## Your goal
Pick out every line of the material below that contains the word "white", and copy each one.

-----

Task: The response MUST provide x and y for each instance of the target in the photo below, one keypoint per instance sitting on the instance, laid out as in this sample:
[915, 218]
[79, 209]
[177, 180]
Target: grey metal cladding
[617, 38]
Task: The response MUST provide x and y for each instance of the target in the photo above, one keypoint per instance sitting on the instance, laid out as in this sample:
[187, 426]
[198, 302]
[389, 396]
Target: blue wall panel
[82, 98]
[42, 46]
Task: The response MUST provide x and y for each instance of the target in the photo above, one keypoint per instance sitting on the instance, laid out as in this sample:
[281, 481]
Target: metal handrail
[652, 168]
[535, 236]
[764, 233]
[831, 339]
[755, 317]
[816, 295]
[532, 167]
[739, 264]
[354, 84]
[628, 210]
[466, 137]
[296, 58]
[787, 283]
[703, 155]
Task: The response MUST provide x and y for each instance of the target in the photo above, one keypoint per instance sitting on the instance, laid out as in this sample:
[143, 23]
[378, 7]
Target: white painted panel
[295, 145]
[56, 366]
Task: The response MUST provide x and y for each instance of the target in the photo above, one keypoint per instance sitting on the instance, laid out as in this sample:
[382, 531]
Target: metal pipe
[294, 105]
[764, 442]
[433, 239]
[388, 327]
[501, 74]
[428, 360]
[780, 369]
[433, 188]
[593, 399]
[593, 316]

-----

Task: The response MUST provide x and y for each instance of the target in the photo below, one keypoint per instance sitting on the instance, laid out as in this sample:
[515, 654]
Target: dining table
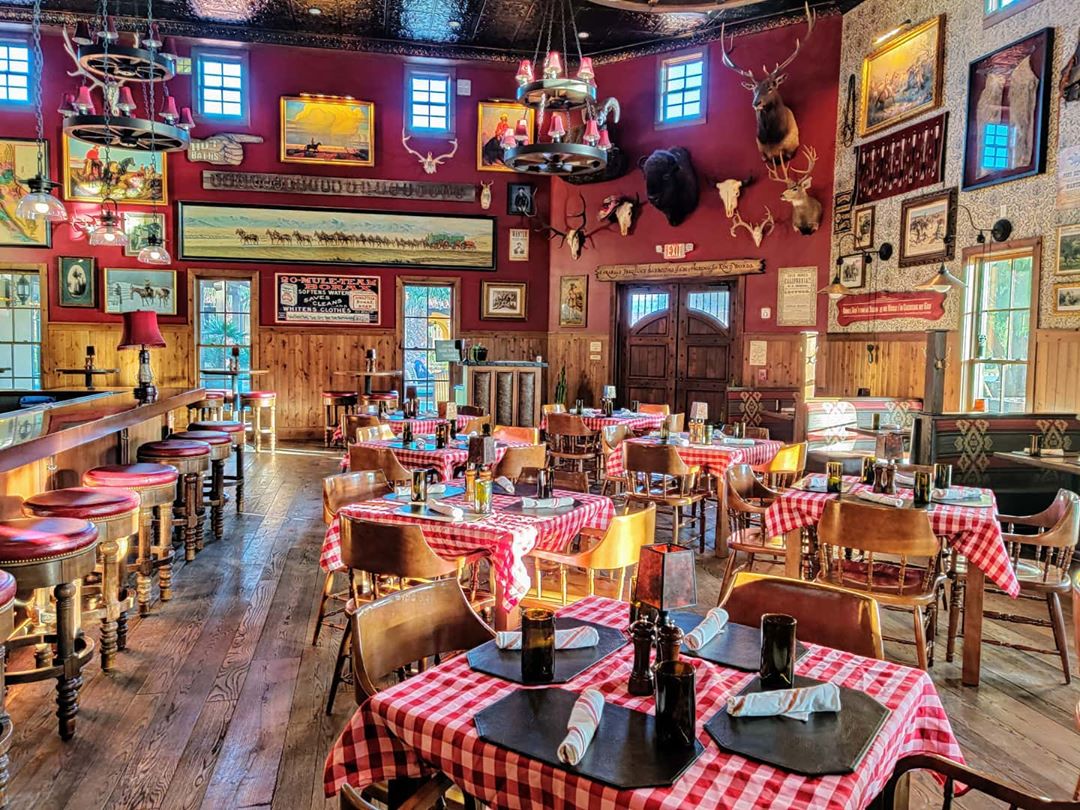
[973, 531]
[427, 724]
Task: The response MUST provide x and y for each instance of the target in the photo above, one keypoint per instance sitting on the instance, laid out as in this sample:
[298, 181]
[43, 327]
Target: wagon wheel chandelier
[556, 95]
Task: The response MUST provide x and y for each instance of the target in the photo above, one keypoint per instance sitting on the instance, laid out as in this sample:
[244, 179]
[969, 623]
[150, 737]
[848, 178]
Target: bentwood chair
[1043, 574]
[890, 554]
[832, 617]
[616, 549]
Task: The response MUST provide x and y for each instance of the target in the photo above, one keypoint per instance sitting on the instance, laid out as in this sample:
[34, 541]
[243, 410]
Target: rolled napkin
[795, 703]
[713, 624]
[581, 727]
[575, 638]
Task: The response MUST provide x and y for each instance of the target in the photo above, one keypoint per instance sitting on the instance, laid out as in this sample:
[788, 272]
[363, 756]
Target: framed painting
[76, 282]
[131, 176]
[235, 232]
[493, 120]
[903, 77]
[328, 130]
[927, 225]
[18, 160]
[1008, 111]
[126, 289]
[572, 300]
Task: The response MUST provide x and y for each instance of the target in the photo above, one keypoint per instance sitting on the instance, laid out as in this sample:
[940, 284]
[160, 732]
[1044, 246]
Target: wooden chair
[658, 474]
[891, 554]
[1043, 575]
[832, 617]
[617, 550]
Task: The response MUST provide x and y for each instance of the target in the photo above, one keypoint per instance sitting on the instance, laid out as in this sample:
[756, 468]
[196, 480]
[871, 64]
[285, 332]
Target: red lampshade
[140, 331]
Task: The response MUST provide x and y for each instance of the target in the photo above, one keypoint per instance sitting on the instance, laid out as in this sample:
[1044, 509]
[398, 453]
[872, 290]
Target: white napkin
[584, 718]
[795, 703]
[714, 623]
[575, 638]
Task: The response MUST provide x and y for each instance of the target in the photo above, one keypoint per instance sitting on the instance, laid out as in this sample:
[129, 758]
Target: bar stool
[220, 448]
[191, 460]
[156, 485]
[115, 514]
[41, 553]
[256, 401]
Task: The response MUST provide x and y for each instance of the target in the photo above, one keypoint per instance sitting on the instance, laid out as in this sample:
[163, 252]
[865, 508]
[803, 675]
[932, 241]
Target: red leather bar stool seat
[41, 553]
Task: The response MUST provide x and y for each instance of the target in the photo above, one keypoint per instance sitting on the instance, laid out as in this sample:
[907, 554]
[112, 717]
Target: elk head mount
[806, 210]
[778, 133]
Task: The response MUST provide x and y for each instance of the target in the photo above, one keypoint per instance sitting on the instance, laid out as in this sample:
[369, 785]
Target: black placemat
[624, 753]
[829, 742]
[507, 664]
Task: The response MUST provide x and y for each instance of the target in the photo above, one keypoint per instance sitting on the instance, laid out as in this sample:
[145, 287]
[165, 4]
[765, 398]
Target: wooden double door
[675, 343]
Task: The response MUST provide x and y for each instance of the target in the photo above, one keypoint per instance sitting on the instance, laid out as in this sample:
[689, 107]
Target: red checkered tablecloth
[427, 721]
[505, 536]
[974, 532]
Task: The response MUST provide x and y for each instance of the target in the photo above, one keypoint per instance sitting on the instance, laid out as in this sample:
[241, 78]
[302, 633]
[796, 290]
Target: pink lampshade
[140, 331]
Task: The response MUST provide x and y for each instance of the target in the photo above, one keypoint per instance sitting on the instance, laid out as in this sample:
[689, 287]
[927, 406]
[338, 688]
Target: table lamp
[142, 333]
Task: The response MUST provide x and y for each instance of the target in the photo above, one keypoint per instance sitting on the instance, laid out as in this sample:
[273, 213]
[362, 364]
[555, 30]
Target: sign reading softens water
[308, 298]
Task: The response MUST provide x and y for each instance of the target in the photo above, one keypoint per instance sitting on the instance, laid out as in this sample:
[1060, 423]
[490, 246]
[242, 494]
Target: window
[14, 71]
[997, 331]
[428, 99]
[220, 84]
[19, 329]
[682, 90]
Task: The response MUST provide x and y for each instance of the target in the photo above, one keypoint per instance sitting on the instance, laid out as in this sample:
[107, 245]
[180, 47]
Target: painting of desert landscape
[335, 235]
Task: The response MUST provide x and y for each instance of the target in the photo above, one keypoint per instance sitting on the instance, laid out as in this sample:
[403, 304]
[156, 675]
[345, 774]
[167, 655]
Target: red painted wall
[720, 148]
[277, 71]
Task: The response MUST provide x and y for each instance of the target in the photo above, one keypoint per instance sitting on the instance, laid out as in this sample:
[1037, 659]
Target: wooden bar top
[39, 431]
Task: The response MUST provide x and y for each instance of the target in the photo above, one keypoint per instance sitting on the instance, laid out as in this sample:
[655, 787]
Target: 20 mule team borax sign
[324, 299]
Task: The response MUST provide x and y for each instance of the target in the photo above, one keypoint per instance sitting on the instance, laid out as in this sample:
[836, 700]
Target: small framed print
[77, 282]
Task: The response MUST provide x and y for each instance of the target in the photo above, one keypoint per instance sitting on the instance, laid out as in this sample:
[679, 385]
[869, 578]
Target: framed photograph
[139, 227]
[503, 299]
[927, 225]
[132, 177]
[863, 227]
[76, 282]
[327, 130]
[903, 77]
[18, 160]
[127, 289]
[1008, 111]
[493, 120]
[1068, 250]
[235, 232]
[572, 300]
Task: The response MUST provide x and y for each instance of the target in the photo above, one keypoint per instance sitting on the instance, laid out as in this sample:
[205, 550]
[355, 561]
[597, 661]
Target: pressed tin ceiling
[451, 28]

-----

## Output below
Target: white painted panel
Target: white napkin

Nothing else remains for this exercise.